> _Data records_:
== Segment start ==
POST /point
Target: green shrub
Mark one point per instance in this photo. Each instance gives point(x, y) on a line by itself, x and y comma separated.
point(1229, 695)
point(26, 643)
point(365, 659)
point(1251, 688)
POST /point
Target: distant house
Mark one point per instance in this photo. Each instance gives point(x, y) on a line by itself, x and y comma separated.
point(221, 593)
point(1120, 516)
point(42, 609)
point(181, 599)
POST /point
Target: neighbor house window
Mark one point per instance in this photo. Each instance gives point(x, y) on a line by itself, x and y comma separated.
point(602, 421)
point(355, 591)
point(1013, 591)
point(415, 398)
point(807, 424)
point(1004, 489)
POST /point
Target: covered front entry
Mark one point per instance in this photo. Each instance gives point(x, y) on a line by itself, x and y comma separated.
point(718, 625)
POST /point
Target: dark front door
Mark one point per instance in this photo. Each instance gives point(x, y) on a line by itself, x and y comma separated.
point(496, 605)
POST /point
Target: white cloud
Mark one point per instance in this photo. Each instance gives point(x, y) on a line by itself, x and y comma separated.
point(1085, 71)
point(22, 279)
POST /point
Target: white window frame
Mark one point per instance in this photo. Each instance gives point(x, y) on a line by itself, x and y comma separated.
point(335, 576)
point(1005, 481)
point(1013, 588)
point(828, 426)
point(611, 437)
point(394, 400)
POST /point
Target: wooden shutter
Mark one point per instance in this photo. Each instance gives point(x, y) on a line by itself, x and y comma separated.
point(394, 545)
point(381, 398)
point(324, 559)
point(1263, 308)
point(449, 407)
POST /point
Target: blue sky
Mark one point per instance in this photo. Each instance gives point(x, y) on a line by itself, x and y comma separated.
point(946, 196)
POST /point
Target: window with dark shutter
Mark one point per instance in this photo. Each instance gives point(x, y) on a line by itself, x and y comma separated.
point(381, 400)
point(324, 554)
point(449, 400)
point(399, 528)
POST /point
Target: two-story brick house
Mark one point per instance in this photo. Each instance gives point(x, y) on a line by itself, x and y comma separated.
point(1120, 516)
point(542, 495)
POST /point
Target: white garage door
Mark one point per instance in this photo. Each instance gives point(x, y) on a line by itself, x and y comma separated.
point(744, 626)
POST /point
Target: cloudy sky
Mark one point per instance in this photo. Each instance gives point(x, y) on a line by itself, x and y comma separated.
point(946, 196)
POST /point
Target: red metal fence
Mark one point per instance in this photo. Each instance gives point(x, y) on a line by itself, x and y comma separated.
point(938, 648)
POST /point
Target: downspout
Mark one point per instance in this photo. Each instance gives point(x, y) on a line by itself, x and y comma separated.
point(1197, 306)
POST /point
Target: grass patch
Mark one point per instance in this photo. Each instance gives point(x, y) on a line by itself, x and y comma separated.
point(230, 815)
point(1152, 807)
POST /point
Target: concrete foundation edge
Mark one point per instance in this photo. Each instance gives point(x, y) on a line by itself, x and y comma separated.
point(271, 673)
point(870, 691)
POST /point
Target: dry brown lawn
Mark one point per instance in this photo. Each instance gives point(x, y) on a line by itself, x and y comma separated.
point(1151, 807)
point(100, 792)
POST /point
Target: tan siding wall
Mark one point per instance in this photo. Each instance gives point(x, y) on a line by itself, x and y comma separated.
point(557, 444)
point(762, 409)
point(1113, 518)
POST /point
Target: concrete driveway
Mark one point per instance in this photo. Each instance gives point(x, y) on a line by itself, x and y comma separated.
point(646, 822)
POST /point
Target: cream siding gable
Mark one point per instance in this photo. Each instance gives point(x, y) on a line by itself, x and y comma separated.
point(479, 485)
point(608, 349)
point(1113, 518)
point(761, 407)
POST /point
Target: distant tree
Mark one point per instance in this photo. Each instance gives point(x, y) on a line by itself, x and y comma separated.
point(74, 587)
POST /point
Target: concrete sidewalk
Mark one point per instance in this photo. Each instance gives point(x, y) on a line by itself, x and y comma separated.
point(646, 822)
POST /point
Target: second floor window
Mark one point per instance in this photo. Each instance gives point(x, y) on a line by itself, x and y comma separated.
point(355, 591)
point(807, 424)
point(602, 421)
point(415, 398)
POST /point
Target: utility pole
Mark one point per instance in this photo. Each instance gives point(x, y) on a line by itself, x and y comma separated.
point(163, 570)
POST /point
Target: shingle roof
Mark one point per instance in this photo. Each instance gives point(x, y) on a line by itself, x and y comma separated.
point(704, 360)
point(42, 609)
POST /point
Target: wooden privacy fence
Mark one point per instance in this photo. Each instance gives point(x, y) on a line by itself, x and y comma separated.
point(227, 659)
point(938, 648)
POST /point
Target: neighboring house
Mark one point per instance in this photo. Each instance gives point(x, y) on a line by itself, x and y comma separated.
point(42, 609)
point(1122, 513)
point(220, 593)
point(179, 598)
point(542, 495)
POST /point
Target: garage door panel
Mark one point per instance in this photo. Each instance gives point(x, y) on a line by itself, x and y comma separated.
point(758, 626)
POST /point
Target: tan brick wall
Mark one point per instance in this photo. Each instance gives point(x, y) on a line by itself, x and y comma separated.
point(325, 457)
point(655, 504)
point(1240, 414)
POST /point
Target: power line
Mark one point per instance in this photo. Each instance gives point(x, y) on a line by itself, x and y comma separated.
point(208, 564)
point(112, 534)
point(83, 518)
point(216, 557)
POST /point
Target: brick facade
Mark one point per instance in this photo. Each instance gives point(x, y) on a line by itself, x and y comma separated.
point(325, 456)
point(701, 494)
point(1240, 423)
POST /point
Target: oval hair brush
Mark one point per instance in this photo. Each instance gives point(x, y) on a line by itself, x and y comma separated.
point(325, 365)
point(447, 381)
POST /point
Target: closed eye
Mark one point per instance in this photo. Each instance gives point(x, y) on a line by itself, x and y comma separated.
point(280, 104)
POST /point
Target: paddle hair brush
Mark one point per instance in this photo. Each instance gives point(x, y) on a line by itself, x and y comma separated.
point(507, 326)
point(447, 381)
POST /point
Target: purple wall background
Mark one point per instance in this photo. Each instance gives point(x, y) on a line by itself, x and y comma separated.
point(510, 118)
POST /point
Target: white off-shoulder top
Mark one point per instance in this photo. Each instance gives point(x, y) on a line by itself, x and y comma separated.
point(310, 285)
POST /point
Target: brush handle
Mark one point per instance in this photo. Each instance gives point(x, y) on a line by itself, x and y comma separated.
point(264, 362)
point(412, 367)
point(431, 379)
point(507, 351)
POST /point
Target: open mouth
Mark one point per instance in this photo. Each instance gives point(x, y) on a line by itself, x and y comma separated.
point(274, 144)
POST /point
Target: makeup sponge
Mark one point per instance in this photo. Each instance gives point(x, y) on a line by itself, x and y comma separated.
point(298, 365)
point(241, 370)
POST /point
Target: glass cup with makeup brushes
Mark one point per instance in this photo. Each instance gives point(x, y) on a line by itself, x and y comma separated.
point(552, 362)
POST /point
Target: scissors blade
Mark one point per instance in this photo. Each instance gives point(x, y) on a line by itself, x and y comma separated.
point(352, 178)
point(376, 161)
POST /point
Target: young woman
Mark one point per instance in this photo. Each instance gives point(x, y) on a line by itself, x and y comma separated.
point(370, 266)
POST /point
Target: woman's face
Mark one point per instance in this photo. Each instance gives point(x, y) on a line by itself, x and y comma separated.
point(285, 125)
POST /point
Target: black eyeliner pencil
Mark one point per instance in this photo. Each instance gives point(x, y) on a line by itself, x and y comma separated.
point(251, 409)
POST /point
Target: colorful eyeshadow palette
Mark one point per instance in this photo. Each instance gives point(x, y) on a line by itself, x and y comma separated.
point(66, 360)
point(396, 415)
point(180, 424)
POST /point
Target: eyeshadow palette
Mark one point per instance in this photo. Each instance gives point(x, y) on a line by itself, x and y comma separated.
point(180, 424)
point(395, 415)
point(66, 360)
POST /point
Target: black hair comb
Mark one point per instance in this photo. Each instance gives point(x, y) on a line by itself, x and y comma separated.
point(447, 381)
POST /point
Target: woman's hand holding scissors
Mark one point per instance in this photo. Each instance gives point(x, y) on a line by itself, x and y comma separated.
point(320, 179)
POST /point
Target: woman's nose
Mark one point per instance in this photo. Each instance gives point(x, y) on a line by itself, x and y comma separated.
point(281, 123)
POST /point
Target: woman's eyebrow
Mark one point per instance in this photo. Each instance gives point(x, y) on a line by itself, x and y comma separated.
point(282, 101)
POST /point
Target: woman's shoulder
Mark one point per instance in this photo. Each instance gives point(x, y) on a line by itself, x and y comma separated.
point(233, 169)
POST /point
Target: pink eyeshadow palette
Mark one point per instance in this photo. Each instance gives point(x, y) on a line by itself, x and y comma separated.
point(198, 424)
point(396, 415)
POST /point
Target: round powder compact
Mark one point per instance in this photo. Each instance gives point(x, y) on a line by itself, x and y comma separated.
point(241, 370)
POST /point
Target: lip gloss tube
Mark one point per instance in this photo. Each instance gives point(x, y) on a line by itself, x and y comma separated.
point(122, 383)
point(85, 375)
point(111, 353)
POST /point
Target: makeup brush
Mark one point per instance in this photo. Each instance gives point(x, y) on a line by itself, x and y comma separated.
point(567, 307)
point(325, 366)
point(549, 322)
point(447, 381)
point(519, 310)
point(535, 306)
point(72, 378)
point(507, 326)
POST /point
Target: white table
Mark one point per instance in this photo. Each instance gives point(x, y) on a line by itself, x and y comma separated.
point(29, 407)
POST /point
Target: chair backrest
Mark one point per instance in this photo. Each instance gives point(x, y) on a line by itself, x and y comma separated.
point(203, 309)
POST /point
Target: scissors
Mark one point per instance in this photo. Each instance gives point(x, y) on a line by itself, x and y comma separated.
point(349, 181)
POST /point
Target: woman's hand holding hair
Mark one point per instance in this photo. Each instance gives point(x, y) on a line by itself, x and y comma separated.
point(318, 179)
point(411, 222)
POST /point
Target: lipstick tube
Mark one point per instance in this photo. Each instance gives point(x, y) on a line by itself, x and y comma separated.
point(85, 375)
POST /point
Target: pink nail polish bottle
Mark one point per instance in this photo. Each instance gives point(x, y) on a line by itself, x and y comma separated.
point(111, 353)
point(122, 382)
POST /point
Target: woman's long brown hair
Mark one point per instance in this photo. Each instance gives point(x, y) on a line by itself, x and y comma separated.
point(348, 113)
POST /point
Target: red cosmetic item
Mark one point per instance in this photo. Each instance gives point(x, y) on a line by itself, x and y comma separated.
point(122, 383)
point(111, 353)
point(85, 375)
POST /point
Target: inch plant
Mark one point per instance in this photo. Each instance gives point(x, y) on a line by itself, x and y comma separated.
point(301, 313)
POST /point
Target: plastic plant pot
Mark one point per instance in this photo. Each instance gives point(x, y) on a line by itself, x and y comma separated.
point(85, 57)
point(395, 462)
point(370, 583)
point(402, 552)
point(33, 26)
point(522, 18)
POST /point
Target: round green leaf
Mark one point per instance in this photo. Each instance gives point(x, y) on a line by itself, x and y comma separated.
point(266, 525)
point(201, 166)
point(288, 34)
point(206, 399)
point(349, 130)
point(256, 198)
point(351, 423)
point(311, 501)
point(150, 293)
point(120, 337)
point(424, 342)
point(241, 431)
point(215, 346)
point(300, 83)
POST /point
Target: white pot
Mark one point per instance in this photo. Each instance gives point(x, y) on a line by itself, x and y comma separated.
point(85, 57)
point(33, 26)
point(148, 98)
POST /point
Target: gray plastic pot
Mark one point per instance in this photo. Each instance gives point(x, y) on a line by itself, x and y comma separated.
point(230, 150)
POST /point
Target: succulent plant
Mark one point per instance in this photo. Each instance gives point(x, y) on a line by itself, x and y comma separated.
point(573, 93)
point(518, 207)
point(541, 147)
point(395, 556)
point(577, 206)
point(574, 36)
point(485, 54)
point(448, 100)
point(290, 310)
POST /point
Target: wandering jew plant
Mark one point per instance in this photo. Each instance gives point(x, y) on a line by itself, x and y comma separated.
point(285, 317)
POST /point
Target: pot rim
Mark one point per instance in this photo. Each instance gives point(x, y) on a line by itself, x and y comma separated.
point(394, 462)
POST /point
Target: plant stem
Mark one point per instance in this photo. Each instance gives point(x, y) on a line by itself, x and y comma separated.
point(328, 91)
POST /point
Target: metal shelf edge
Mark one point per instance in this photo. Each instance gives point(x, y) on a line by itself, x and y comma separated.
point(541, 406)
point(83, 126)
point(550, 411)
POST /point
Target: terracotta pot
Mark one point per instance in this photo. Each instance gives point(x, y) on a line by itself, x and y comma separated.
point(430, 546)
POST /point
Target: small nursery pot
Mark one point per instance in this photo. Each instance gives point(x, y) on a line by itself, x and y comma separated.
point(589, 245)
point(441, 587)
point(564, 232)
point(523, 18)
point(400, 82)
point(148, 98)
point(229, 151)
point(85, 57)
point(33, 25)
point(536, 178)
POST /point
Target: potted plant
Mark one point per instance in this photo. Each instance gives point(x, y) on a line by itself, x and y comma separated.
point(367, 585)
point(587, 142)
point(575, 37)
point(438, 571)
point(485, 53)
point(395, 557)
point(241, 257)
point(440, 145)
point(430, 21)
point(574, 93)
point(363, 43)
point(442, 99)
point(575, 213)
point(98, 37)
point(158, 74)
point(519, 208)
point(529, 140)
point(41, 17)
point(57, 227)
== Segment end ==
> _Task brief_: Select the lines in this material that hold the word "distant", leaving none out.

> _Solution to this exercise_:
Target: distant house
Target: distant tree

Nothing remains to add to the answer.